Stated goal: Everything from the line that contains "black backpack, one" through the final line of the records should be written out exactly, and nothing outside that span.
========
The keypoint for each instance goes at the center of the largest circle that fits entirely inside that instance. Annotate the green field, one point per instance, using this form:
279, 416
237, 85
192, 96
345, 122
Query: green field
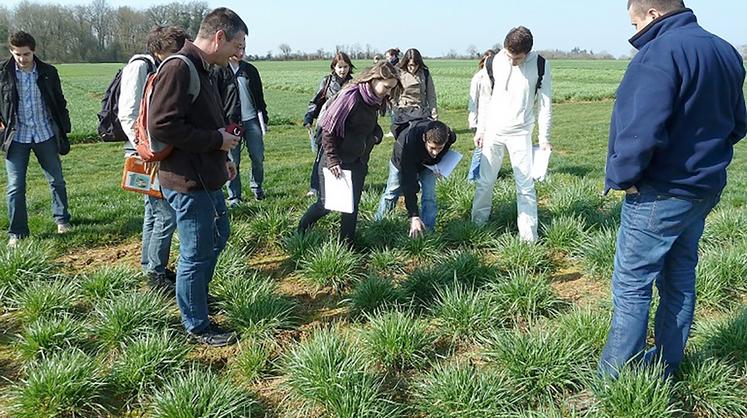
468, 322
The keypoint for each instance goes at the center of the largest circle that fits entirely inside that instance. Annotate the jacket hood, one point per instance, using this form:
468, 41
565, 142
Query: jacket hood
667, 22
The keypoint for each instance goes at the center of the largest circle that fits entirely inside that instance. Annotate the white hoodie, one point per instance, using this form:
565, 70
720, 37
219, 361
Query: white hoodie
511, 109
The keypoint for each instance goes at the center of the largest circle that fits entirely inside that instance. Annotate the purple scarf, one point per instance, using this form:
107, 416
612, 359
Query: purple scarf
333, 120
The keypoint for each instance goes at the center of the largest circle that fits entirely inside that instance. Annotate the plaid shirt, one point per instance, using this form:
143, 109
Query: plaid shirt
34, 121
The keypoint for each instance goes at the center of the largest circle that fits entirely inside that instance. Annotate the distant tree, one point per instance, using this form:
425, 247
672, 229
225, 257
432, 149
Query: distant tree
285, 49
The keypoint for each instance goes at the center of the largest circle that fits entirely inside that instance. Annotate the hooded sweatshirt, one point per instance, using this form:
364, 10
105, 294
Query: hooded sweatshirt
679, 111
511, 109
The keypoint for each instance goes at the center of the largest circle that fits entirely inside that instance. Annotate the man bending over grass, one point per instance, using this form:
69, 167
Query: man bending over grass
422, 143
679, 111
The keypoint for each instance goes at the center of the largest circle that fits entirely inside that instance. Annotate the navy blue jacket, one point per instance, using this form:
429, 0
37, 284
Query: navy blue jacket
679, 111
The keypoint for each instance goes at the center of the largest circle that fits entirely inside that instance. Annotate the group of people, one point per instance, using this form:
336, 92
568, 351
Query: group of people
678, 113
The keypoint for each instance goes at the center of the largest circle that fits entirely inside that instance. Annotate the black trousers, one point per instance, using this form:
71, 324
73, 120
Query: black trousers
348, 221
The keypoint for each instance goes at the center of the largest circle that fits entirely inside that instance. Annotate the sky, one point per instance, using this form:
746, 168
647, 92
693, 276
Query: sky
435, 27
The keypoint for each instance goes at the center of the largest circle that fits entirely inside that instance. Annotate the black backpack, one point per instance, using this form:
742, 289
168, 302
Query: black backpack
540, 72
110, 130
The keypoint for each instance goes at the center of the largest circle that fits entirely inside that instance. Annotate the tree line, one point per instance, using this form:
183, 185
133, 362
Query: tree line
95, 32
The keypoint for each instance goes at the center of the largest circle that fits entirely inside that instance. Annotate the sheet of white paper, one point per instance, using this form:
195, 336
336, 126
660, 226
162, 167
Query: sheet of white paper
262, 125
447, 164
338, 192
540, 161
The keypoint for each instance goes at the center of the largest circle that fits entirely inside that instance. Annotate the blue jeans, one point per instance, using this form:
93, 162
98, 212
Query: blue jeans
========
Written answer:
The keypoint for each instance goes at the center of the largest circle that fits entirely inside that instance. Annotate the black backpack, one point per instance, using this form:
742, 289
168, 302
Query: black backpack
540, 72
110, 130
The keypoint for each instance goes at the center of the largest circle that fits entirely inside that instance. Annotate the tree line, one point per instance, using this form:
183, 185
133, 362
Query: tree line
95, 32
The keypoint for each instance goes at the center of the largest circle that fits entirely inside that instance. Annotate the sheet of white paper, one point per instance, using this form:
195, 336
336, 126
660, 226
162, 167
Query: sheet of white paper
262, 125
447, 164
338, 192
540, 161
The keypoint for each instance goes at the center of the largest circle that fits entirely inside that instance. Annotate the blue jeans, one point per instance, using this form:
93, 162
98, 212
Query: blue jeans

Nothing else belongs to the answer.